## Fragmento proporcionado
▼▼▼
La paz social es una condición para cualquier gobierno que se proponga un mejor futuro. Pero lo es aún más si inevitablemente deberá transitarse por una gestión en que la ciudadanía deba enfrentarse a una realidad más sacrificada que la aparente bonanza material que fue posible con la inmensa ayuda de fortísimos vientos externos favorables.

 

Porque la confrontación ya no podrá ser un instrumento de poder. Es imprescindible volcar los esfuerzos y las esperanzas hacia un futuro que deberá construirse con todos los argentinos. Con más razón, por los tiempos difíciles que se avecinan, se hace necesaria la pacificación y la reconciliación, y un sereno entendimiento.

 

Una condición esencial es superar una permanente mirada hacia el pasado, teñida de interpretaciones sesgadas, asimétricas y vengativas. Esto no se logrará pretendiendo reconstruir la historia según el color de un dogmatismo faccioso del presente, que omite una mitad de los hechos según su particular ideología e intereses.

 

Menos aún podrá cultivarse la paz interior si esta visión hemipléjica y plagada de odios se introduce en las aulas escolares, en las universidades y en los medios de comunicación. Por el contrario, las mentes de nuestros jóvenes deben poder analizar los hechos pasados con mayor objetividad que sus mayores, muchos de los cuales todavía conservan recuerdos dolorosos de los momentos vividos en las últimas décadas

 

Con esta misma desviación, se ha presionado políticamente a la Justicia para que ésta actúe vulnerando principios que deben regirla y que nunca debieron abandonarse. La declaración de la nulidad de las leyes de obediencia debida y punto final rompió con el principio legislativo de que las leyes se derogan o se modifican, pero no se anulan. A partir de allí, quedaron arrasados los principios de irretroactividad de la ley penal, cosa juzgada y aplicación de la ley penal más benigna. De esta forma, se ha llevado a prisión a más de 1000 miembros de las Fuerzas Armadas y de seguridad, mientras esta misma justicia no ha alcanzado a los terroristas que estas fuerzas combatieron.

 

La lectura correcta de la historia exige una visión integral y comprehensiva de los acontecimientos de violencia extrema de la década del setenta. La magnitud de las acciones del terrorismo subversivo en la Argentina superó a la de otros países de la región y también de otras latitudes. Las organizaciones armadas llegaron a contar con más de 10.000 combatientes, con apoyo externo. En un país altamente urbanizado como el nuestro, esto se tradujo en abrumadoras prácticas terroristas en las ciudades.
▲▲▲
## Material proporcionado
▼▼▼
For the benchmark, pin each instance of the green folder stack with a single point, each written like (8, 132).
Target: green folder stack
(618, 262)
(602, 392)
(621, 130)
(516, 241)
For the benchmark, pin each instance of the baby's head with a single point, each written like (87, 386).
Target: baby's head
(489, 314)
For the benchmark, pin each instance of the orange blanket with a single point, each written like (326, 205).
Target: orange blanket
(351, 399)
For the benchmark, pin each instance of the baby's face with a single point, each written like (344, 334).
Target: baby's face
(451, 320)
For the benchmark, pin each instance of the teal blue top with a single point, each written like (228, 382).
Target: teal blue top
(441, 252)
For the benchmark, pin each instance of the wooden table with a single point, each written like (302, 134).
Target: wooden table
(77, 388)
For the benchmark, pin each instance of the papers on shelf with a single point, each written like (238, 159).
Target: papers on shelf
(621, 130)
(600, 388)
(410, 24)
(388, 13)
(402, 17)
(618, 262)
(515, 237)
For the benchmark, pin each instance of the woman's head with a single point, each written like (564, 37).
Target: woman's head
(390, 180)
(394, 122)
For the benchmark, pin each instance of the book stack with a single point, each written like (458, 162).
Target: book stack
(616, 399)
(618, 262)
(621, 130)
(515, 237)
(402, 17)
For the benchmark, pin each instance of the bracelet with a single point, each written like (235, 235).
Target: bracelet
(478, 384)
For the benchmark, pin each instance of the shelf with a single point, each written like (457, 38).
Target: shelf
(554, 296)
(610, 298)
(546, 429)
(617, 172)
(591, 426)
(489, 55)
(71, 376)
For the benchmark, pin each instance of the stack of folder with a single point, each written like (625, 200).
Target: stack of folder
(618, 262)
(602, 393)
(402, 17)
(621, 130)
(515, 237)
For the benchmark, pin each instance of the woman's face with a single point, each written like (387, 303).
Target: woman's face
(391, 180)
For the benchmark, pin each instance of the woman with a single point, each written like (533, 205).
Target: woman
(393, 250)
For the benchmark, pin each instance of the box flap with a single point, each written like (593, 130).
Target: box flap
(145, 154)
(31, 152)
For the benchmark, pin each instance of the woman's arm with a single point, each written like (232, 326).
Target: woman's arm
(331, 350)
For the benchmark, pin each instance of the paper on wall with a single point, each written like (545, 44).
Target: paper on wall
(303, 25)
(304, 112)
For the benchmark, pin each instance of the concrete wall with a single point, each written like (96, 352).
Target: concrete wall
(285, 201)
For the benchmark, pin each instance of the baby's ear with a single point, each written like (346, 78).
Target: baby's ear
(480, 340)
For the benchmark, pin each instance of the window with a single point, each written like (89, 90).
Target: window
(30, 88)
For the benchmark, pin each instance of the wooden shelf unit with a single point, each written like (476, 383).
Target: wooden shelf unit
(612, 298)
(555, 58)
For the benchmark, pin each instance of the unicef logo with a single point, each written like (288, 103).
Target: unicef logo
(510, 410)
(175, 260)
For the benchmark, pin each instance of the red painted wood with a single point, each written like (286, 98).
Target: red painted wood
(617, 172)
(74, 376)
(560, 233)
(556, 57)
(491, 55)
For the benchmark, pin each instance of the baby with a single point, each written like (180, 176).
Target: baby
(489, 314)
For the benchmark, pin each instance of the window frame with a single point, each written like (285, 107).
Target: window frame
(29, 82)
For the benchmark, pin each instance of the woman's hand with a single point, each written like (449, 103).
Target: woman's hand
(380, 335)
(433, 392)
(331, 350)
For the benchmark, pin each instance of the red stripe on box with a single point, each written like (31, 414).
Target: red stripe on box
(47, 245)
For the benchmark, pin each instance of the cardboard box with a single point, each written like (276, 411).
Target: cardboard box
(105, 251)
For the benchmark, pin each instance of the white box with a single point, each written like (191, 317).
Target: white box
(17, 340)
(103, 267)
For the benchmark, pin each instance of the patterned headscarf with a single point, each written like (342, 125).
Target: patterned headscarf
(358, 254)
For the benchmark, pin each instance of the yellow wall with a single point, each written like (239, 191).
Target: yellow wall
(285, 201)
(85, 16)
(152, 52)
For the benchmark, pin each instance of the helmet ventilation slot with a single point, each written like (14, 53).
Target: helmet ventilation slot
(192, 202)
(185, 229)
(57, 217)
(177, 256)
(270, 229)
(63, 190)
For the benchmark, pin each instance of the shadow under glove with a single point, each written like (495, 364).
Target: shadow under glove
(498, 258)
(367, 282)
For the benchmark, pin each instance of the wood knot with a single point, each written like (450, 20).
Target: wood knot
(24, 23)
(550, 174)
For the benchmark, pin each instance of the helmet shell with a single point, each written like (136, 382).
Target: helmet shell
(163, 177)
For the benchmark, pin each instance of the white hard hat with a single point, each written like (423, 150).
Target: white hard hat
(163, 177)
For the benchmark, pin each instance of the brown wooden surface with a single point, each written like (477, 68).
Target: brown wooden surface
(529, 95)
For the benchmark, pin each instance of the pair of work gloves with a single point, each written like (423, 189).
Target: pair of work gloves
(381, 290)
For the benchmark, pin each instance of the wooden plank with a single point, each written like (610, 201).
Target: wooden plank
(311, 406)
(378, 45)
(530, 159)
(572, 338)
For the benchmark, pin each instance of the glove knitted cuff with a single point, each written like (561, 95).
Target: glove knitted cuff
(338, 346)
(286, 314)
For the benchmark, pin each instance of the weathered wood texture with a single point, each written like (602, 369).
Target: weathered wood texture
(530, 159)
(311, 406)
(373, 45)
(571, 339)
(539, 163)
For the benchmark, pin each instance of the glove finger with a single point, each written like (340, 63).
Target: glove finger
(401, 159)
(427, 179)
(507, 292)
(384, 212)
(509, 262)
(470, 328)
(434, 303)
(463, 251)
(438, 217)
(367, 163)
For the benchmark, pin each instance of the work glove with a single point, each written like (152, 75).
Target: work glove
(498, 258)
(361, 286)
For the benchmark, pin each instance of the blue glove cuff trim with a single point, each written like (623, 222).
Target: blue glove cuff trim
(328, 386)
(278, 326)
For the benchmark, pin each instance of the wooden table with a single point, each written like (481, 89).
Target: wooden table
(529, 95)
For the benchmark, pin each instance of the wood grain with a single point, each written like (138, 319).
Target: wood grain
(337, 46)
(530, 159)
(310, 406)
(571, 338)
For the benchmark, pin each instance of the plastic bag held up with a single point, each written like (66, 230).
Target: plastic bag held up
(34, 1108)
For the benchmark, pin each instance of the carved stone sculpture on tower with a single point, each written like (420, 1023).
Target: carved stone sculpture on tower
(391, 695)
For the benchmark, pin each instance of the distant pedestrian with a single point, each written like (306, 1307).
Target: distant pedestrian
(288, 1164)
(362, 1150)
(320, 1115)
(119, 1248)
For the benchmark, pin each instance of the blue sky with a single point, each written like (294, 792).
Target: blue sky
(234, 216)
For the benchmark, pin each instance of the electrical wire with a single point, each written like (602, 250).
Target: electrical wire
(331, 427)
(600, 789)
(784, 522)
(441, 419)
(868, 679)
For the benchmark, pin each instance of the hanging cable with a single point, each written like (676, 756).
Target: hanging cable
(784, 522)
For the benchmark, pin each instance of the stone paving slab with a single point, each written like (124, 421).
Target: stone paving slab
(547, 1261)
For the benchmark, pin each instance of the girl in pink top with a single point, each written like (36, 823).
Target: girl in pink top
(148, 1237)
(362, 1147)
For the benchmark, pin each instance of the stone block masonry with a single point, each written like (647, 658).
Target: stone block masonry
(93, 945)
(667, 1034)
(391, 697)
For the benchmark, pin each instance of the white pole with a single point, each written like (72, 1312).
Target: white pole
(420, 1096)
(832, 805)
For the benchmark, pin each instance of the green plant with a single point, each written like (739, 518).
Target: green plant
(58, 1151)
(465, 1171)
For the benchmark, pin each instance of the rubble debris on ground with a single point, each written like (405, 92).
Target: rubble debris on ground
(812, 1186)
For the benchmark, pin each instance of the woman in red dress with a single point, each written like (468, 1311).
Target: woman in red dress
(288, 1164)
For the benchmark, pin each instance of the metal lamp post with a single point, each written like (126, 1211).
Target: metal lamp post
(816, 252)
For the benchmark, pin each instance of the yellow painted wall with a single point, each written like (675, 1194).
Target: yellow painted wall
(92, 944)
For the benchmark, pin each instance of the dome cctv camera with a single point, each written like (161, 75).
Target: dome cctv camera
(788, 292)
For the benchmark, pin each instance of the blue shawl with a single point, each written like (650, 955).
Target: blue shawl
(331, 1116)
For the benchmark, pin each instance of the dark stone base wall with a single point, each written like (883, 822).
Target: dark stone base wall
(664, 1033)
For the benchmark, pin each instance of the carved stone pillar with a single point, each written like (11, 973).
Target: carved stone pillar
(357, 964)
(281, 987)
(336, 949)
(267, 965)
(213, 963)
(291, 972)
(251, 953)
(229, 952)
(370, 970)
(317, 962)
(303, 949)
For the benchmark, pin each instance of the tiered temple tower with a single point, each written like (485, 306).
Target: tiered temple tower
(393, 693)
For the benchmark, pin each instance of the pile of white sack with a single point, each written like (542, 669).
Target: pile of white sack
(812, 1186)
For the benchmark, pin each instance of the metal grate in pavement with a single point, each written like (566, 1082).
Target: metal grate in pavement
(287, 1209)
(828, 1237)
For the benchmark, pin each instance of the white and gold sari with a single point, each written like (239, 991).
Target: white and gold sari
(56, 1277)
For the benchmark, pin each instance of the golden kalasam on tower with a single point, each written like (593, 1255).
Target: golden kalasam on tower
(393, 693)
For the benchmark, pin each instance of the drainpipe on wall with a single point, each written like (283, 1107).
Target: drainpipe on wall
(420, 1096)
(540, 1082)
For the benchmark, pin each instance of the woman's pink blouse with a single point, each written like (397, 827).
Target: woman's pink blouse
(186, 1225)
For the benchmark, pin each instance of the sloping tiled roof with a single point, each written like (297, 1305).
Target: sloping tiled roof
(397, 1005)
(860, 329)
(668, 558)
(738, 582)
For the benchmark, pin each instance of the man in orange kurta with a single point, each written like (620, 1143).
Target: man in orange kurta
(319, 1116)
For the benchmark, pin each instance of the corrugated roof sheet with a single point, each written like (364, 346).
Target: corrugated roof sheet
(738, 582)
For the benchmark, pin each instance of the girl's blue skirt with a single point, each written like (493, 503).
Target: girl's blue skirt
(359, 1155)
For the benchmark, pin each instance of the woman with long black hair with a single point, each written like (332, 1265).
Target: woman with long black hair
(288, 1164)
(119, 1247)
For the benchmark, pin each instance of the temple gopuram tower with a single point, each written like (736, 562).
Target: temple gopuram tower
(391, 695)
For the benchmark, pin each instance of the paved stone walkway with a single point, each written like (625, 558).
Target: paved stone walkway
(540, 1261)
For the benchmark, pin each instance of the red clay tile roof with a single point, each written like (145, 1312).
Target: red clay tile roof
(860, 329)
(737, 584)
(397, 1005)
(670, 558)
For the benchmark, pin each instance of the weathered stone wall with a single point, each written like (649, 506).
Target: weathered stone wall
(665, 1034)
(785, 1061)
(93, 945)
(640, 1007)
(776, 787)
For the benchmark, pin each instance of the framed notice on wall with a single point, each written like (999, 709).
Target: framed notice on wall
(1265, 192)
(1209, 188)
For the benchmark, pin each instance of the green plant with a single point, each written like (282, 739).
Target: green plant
▲▲▲
## Consigna A
Transcribe del fragmento sobre la paz social todo lo que va desde "Porque la confrontación" hasta "un sereno entendimiento.".
## Consigna B
Responde según el fragmento sobre la paz social:
(i) ¿A cuántos miembros de las Fuerzas Armadas y de seguridad se ha llevado a prisión?
(ii) ¿Qué leyes fueron objeto de la declaración de nulidad?
(iii) ¿Con cuántos combatientes llegaron a contar las organizaciones armadas?

## Solución completa A
Porque la confrontación ya no podrá ser un instrumento de poder. Es imprescindible volcar los esfuerzos y las esperanzas hacia un futuro que deberá construirse con todos los argentinos. Con más razón, por los tiempos difíciles que se avecinan, se hace necesaria la pacificación y la reconciliación, y un sereno entendimiento.

## Solución completa B
(i) A más de 1000.
(ii) Las leyes de obediencia debida y punto final.
(iii) Con más de 10.000 combatientes.